§ **EXERCISE DIRECTIONS**:
Change "polygon" to "outline" throughout the entries below, leaving every other word as it is. Reproduce the entries without the pictures.

§ **MATERIAL FOR THIS EXERCISE**:
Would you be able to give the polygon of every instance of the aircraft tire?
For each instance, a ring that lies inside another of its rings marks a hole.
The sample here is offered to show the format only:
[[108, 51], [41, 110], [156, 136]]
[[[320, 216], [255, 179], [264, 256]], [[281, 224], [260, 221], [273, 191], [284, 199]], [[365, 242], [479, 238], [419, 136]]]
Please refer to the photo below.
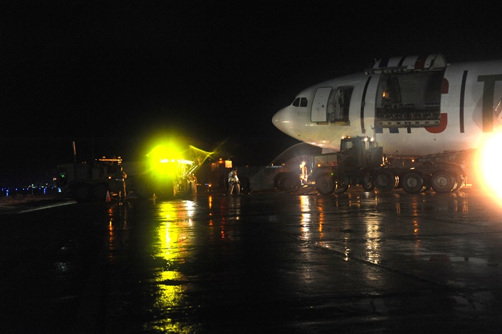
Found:
[[436, 192], [450, 192], [457, 187], [457, 180], [451, 172], [440, 170], [432, 174], [431, 185]]
[[401, 181], [403, 190], [410, 194], [421, 192], [425, 188], [423, 176], [416, 172], [410, 172], [404, 174]]
[[333, 177], [328, 174], [320, 175], [315, 183], [317, 192], [323, 195], [333, 194], [335, 191], [335, 185]]

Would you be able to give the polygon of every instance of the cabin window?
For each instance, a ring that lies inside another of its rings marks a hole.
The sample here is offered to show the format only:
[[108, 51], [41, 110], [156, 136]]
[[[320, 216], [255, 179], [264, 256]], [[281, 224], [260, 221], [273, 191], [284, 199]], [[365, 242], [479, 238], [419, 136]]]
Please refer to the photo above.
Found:
[[293, 107], [307, 107], [307, 98], [296, 98], [291, 105]]

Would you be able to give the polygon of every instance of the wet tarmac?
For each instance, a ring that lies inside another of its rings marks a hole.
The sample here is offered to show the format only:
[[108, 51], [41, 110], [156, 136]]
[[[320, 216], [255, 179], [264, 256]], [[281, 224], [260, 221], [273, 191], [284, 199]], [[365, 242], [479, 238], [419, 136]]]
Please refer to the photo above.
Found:
[[0, 215], [2, 333], [502, 331], [502, 210], [474, 189], [23, 211]]

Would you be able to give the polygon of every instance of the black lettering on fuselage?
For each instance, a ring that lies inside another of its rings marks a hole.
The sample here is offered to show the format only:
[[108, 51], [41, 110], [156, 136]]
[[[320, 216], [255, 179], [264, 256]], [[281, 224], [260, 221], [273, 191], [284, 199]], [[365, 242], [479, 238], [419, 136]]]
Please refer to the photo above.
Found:
[[485, 82], [482, 97], [482, 132], [493, 132], [493, 108], [494, 95], [495, 94], [495, 82], [502, 81], [502, 75], [480, 75], [478, 82]]

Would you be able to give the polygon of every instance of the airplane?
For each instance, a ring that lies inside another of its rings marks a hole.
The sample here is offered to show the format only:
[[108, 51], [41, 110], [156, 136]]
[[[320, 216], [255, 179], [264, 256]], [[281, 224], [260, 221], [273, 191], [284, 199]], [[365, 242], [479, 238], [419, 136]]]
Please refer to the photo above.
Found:
[[312, 86], [272, 122], [326, 151], [343, 136], [370, 136], [386, 154], [423, 156], [502, 142], [501, 111], [502, 60], [450, 64], [434, 54], [381, 59]]

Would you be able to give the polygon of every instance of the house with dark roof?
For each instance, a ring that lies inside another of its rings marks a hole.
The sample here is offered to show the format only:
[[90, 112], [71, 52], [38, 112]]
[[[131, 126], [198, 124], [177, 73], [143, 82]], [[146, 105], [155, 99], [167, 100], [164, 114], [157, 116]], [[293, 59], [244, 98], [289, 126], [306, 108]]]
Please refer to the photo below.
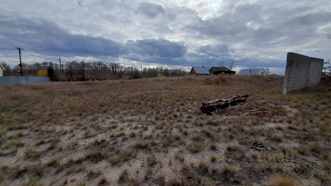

§ **RESPONSE**:
Would you be able to give the outline of every instance of the aircraft tire?
For each instance, a ring that lies inside another of its rings marks a hole.
The sample here is offered to show the format only:
[[108, 51], [41, 110], [156, 136]]
[[[320, 216], [255, 179], [264, 256]], [[281, 224], [260, 221], [273, 191], [284, 199]], [[365, 242], [479, 238], [419, 136]]]
Please refer to the photo below.
Found:
[[436, 192], [450, 192], [457, 187], [457, 180], [451, 172], [440, 170], [432, 174], [431, 185]]
[[401, 181], [403, 190], [410, 194], [421, 192], [425, 188], [423, 176], [416, 172], [410, 172], [404, 174]]
[[333, 177], [328, 174], [320, 175], [315, 183], [317, 192], [323, 195], [333, 194], [335, 191], [335, 185]]

Would you be able to give the outline of every instance of the cabin window?
For each instance, a ring that lies inside another of its rings marks a hole.
The sample here is offered to show the format only:
[[108, 51], [41, 110], [156, 136]]
[[[320, 216], [255, 179], [264, 256]], [[281, 224], [260, 221], [273, 191], [284, 199]], [[365, 242], [479, 238], [419, 136]]]
Please refer to the photo above.
Found:
[[293, 107], [307, 107], [307, 98], [296, 98], [291, 105]]

Would you be able to give the outline of every instance of the wet tarmac?
For each instance, a ring that lies inside another of its rings marks a hole.
The sample here is offered to show the format only:
[[108, 51], [41, 110], [156, 136]]
[[[320, 216], [255, 179], [264, 256]], [[281, 224], [260, 221], [273, 191], [284, 199]], [[365, 242], [479, 238], [419, 136]]]
Please refer to the photo above.
Found:
[[0, 215], [2, 333], [502, 331], [502, 210], [474, 189], [23, 211]]

Would you be able to give the outline of every instance of the black lettering on fuselage?
For each instance, a ring that lies inside another of its rings marks a hole.
The sample here is offered to show the format only:
[[108, 51], [41, 110], [156, 136]]
[[[320, 216], [255, 179], [264, 256]], [[281, 224], [260, 221], [273, 191], [284, 199]], [[365, 242], [479, 238], [419, 136]]]
Please refer to the photo above.
Found:
[[485, 82], [482, 97], [482, 132], [493, 132], [493, 108], [494, 95], [495, 94], [495, 82], [502, 81], [502, 75], [480, 75], [478, 82]]

Would you be able to give the outline of every instance of the airplane?
For each instance, a ring that lies inside another of its rings marks a hole.
The sample here is offered to show the format only:
[[108, 51], [41, 110], [156, 136]]
[[[320, 216], [255, 179], [264, 256]], [[281, 224], [260, 221], [273, 191], [284, 199]], [[365, 242], [479, 238], [419, 136]]]
Please refer to the photo above.
Found:
[[312, 86], [272, 122], [326, 151], [343, 136], [370, 136], [386, 154], [423, 156], [502, 142], [501, 111], [502, 60], [450, 64], [434, 54], [381, 59]]

Would you be able to give the outline of every instance of the house with dark roof?
For each instance, a ring that lies inside another of its rings marks a hole.
The sample here is offered to show the format only:
[[90, 112], [71, 52], [38, 112]]
[[[131, 126], [198, 124], [177, 73], [143, 82]], [[146, 105], [155, 99], [167, 100], [164, 114], [157, 116]], [[293, 59], [244, 98], [289, 126], [306, 108]]]
Please refer to the photo below.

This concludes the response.